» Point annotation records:

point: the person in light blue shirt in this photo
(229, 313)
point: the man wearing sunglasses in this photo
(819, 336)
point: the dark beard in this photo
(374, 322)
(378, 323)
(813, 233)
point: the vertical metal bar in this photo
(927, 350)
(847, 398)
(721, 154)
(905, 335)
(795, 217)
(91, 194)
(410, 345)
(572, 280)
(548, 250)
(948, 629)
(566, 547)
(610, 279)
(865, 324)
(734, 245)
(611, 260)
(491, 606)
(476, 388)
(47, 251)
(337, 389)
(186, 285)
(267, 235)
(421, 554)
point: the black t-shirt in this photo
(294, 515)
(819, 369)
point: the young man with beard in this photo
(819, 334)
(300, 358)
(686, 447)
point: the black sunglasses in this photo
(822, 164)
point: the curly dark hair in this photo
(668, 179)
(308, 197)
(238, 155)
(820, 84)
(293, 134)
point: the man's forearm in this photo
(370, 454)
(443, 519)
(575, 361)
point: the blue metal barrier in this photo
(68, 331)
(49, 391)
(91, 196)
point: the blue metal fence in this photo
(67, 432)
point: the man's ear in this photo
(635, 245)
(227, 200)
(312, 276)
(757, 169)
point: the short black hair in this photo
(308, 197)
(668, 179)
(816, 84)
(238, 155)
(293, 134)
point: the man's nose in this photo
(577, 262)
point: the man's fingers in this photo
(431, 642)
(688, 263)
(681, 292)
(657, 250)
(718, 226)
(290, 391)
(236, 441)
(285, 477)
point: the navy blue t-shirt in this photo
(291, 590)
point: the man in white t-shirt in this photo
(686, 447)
==
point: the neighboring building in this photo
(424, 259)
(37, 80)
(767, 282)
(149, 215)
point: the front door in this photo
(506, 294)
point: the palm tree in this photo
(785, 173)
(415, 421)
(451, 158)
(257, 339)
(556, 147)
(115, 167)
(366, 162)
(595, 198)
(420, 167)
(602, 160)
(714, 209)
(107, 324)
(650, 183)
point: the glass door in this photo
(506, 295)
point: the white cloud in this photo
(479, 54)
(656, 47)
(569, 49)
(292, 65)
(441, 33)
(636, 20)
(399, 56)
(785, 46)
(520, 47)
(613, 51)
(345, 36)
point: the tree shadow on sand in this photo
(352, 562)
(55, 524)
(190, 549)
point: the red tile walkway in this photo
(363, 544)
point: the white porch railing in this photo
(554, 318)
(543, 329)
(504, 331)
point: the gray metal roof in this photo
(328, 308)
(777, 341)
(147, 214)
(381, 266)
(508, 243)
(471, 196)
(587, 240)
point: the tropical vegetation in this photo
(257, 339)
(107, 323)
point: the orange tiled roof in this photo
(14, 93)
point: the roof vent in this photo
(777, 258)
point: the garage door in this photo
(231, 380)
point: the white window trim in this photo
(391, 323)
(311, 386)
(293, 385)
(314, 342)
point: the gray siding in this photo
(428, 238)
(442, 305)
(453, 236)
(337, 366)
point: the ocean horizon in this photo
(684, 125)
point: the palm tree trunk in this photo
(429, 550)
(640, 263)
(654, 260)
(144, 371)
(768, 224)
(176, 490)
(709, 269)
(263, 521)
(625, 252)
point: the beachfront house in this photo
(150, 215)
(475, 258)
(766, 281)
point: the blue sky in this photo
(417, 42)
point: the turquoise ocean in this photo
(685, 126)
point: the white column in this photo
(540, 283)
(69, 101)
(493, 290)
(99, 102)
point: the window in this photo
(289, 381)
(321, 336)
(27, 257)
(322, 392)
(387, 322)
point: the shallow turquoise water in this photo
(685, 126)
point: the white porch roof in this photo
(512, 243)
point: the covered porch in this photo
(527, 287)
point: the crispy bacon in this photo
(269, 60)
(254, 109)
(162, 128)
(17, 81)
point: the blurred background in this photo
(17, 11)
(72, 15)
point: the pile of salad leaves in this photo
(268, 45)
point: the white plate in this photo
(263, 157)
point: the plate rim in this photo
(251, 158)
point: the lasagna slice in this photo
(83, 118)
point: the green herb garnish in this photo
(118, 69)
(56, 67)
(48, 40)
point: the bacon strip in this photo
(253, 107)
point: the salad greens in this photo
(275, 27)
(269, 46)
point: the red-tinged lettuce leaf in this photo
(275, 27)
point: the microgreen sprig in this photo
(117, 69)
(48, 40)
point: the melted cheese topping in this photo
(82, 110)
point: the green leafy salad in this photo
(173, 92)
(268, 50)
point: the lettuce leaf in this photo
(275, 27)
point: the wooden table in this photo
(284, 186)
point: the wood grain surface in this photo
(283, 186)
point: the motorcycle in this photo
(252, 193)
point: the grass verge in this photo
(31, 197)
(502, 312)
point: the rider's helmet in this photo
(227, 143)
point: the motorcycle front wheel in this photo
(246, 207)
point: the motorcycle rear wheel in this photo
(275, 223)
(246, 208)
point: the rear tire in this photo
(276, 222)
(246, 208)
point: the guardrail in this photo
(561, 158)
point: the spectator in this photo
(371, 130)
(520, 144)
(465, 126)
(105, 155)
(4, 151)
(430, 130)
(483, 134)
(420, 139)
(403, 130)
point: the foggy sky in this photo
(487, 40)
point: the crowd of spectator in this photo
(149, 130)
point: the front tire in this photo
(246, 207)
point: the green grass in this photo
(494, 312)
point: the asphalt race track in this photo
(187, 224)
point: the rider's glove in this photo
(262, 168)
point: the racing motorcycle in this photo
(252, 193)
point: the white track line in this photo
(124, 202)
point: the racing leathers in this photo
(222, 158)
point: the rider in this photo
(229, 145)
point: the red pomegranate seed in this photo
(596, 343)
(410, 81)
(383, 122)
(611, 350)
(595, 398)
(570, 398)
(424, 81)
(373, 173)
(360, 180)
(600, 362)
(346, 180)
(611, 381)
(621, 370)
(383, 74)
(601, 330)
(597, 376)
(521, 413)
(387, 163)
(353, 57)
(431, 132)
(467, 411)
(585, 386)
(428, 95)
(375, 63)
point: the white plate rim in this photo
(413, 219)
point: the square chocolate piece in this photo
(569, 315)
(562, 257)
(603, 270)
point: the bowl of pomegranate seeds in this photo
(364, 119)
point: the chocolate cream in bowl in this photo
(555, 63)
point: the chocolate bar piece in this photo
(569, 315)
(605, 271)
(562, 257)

» Written instruction: Gather every line in the listing that contains the word "piece", treating uppercase and lowercase as distinct.

» Answer:
point: the square chocolate piece in this photo
point: the chocolate bar piece in this photo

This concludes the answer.